Document passage.
○ ○ ○ ○ ○ ○ ○

Population (31 December 2025)
- • Total: 46,471
- • Density: 38.1/km^{2} (98.7/sq mi)
- Time zone: UTC+01:00 (CET)
- • Summer (DST): UTC+02:00 (CEST)
- Vehicle registration: DAN
- Website: www.luechow-dannenberg.de

= Lüchow-Dannenberg =

District in Lower Saxony, Germany

Lüchow-Dannenberg is a district in Lower Saxony, Germany, which is usually referred to as Hanoverian Wendland (Hannoversches Wendland) or Wendland. It is bounded by (from the west and clockwise) the districts of Uelzen and Lüneburg and the states of Mecklenburg-Western Pomerania (district of Ludwigslust-Parchim), Brandenburg (district of Prignitz), and Saxony-Anhalt (districts of Stendal and Altmarkkreis Salzwedel).

==History==
In medieval times the counties of Lüchow and Dannenberg occupied the area (from the early 12th century on). These counties were originally Slavic states that lost their independence to the Duchy of Brunswick-Lüneburg in the beginning of the 14th century.

Since that time it was always an eastern extension of different entities, usually states like West Germany.

The area was ruled by Lüneburg until 1705 and then became a part of the Electorate of Hanover. When the Kingdom of Hanover was annexed by Prussia (1866), the districts of Lüchow and Dannenberg were established within the new Province of Hanover.

A Slavic language persisted here until the 18th century.

○ ○ ○ ○ ○ ○ ○

Provided records.

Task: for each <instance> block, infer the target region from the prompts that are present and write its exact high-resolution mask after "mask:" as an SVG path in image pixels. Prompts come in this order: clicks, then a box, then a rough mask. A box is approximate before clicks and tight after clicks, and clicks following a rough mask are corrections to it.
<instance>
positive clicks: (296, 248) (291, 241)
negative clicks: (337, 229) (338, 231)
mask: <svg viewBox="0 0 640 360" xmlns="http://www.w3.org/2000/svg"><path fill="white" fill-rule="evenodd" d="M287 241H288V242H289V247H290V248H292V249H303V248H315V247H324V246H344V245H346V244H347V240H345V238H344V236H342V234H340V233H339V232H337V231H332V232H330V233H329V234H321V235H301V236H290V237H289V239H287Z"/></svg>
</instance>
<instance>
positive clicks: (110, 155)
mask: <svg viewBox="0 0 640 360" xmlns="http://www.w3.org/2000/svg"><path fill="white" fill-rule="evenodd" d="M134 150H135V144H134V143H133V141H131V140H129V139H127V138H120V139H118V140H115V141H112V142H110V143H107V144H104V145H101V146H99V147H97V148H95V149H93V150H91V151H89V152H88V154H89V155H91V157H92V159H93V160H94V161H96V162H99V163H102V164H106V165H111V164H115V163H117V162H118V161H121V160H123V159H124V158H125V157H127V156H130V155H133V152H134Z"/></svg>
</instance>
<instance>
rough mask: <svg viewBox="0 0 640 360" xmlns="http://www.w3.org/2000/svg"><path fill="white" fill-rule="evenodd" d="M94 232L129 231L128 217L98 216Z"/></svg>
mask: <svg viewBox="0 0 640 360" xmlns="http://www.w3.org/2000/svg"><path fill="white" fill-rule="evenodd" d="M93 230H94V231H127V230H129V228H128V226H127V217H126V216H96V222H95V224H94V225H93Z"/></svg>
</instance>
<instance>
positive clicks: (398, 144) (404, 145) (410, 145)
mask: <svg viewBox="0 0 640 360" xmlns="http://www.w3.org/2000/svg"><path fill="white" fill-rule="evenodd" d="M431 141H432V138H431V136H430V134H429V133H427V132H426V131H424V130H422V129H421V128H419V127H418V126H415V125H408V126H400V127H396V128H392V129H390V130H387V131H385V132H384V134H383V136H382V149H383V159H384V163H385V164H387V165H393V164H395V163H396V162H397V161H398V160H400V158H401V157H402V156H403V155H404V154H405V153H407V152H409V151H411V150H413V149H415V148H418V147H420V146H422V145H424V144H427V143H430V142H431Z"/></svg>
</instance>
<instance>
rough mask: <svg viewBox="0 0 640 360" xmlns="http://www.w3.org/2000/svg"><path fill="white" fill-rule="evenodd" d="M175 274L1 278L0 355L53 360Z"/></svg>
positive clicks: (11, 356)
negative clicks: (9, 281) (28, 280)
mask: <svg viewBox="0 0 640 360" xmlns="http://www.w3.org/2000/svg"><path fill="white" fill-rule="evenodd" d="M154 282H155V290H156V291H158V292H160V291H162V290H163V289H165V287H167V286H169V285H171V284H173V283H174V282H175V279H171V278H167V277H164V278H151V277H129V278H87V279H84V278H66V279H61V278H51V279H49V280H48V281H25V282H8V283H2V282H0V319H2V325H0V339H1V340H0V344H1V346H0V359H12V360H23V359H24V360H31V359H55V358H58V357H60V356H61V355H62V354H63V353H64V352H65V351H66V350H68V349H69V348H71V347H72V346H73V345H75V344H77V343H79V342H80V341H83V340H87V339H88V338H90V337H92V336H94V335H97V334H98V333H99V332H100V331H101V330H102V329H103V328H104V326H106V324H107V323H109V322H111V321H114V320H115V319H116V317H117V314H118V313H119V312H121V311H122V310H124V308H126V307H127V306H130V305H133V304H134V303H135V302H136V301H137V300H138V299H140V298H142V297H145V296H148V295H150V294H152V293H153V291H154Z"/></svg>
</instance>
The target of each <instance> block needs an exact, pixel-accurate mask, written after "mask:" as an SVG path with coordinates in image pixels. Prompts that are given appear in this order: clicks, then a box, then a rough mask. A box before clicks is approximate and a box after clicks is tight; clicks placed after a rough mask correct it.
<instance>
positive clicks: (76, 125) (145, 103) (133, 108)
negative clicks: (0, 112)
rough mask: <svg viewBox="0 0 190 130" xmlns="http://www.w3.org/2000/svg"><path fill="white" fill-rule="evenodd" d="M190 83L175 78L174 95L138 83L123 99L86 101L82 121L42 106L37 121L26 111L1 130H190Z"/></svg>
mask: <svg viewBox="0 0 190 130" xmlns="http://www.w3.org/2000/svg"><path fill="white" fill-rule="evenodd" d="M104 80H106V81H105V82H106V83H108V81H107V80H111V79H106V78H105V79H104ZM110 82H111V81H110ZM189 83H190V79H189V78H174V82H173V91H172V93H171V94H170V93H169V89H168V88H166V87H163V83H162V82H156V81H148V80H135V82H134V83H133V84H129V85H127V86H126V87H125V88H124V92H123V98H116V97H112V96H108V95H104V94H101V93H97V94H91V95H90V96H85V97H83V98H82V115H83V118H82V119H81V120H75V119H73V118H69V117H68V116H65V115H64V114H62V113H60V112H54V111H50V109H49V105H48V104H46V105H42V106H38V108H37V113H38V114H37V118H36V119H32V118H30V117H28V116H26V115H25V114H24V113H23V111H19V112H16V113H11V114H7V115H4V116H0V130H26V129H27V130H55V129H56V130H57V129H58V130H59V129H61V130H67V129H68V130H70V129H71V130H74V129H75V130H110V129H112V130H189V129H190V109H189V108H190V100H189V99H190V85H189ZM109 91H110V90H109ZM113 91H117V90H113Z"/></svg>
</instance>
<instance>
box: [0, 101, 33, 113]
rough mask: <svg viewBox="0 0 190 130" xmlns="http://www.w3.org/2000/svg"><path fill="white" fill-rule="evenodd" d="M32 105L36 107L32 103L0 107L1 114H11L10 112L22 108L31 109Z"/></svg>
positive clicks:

○ ○ ○ ○ ○ ○ ○

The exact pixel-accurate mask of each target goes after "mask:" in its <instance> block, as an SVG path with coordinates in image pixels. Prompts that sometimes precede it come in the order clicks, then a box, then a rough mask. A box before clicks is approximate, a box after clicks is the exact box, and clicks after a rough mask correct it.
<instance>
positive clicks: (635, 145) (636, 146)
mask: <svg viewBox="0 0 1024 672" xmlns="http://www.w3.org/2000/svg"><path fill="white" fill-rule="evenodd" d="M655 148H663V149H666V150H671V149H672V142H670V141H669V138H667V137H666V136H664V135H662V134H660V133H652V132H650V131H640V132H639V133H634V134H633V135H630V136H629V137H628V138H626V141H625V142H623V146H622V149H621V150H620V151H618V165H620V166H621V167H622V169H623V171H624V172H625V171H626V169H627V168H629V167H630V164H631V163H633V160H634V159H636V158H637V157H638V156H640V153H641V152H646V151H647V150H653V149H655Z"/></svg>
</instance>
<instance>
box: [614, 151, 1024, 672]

○ ○ ○ ○ ○ ○ ○

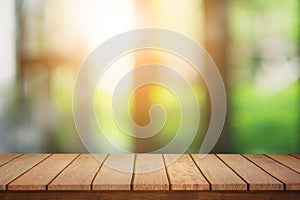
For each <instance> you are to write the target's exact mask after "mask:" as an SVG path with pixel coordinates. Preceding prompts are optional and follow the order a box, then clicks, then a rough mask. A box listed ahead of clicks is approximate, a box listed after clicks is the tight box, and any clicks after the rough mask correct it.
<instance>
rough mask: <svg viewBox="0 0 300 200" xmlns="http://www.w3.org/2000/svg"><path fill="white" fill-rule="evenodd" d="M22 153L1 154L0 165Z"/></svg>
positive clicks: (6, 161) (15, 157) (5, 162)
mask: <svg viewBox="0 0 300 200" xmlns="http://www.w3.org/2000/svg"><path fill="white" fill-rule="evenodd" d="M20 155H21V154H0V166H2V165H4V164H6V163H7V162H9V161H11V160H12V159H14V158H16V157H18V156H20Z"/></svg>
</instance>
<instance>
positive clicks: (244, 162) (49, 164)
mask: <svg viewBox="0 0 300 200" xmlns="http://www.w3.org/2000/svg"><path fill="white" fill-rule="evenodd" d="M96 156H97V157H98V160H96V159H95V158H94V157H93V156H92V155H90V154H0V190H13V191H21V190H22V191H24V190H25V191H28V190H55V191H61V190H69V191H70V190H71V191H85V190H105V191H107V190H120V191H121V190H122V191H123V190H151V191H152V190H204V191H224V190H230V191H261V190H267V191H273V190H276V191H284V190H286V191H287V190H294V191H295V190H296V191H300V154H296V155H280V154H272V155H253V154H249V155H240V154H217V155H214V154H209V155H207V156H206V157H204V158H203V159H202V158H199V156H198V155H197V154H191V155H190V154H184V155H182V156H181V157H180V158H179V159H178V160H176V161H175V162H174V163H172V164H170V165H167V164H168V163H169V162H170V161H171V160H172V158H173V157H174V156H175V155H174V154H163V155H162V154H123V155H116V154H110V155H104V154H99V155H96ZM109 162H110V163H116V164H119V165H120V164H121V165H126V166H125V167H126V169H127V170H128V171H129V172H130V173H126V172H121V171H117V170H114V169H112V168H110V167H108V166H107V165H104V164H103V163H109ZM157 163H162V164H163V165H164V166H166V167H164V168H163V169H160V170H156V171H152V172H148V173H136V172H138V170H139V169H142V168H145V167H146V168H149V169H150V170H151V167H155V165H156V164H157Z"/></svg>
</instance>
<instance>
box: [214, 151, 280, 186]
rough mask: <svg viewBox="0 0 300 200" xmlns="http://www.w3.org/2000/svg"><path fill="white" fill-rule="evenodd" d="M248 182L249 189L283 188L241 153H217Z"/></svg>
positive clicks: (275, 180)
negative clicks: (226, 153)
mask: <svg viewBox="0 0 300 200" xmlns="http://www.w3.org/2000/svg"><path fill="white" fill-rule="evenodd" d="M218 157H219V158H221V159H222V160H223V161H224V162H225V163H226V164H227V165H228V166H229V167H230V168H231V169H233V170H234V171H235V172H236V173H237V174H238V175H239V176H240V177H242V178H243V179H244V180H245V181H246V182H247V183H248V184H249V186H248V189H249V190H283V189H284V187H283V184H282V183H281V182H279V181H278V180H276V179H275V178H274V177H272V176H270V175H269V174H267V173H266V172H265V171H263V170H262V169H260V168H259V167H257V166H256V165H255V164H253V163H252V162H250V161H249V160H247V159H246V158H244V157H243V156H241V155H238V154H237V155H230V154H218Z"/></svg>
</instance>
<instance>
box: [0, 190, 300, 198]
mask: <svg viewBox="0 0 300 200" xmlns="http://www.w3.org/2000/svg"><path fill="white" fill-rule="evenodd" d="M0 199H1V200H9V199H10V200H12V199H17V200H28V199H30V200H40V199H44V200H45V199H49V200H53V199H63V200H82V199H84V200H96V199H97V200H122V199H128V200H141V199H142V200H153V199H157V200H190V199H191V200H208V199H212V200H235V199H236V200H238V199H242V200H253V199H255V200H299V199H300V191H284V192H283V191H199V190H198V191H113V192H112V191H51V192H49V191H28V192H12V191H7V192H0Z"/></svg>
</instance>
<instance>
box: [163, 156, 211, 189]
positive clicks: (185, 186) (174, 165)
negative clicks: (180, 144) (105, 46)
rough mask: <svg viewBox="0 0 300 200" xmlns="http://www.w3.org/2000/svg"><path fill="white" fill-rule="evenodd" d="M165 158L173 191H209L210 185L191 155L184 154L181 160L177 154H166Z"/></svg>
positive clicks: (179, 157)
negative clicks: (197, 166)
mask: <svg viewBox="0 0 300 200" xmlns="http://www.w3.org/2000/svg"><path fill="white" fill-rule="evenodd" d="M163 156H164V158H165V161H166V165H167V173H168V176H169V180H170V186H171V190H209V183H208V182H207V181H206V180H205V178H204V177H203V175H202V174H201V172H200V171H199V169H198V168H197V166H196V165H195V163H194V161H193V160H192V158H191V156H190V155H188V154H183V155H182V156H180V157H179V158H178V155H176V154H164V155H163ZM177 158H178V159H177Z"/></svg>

○ ○ ○ ○ ○ ○ ○

Exercise directions. Quote the passage on the Lüchow-Dannenberg district word for word, between "- • Summer (DST): UTC+02:00" and "and Altmarkkreis Salzwedel).", inclusive.

Answer section.
- • Summer (DST): UTC+02:00 (CEST)
- Vehicle registration: DAN
- Website: www.luechow-dannenberg.de

= Lüchow-Dannenberg =

District in Lower Saxony, Germany

Lüchow-Dannenberg is a district in Lower Saxony, Germany, which is usually referred to as Hanoverian Wendland (Hannoversches Wendland) or Wendland. It is bounded by (from the west and clockwise) the districts of Uelzen and Lüneburg and the states of Mecklenburg-Western Pomerania (district of Ludwigslust-Parchim), Brandenburg (district of Prignitz), and Saxony-Anhalt (districts of Stendal and Altmarkkreis Salzwedel).